• The problem:
Look for the string "Target" in the data below, and copy each line that holds it.

[Stored dataset items]

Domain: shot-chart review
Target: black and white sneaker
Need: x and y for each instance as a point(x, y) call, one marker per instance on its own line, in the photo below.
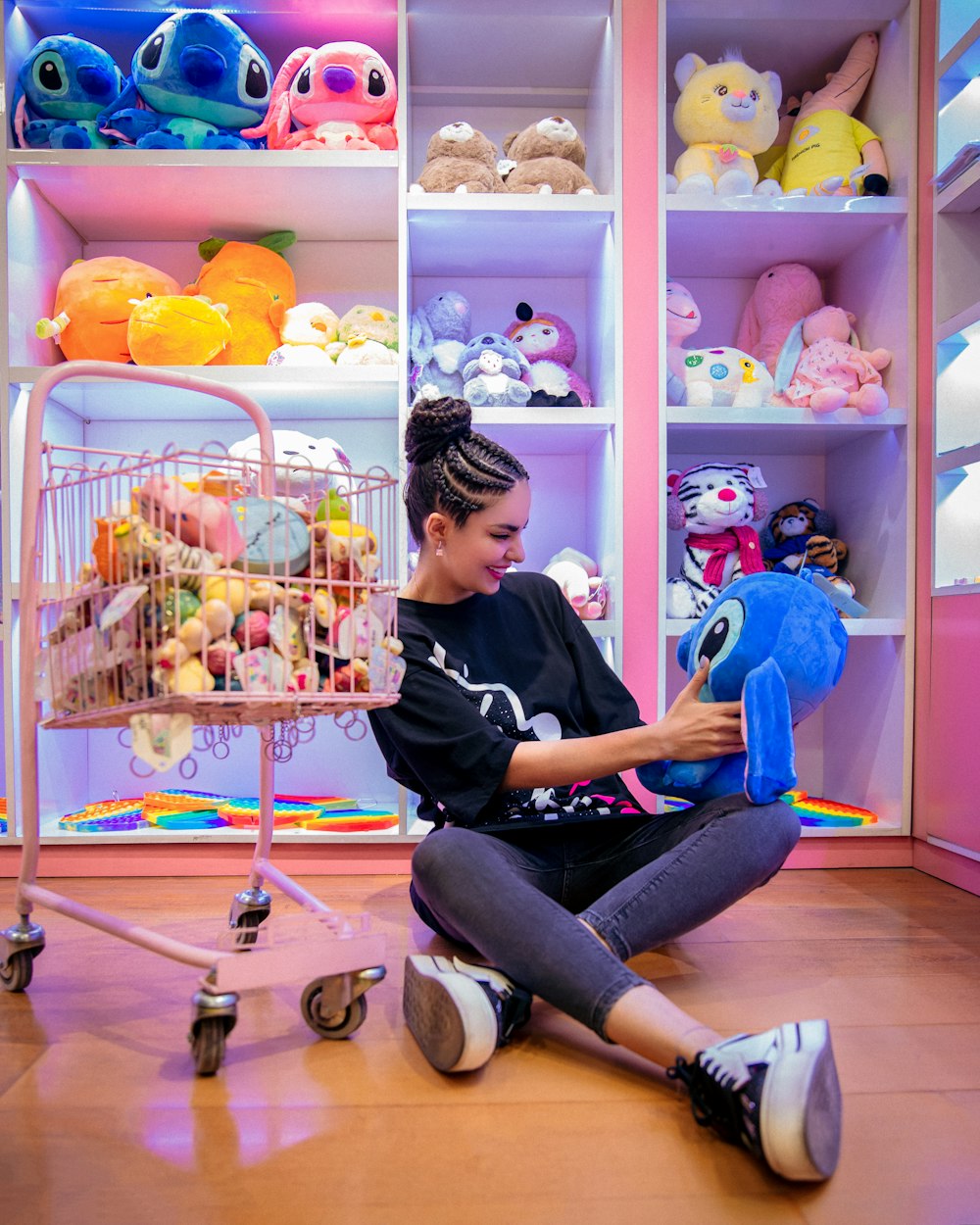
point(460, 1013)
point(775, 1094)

...

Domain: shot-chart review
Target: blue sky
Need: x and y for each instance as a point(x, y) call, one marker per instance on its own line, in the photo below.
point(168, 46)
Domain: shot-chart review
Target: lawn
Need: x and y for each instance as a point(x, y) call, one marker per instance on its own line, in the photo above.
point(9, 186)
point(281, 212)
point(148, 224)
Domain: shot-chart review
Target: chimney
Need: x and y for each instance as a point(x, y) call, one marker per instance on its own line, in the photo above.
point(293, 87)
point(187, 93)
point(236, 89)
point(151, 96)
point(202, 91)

• Solution to this problem:
Target: black and white sneaker
Target: blue sky
Target: lawn
Target: chimney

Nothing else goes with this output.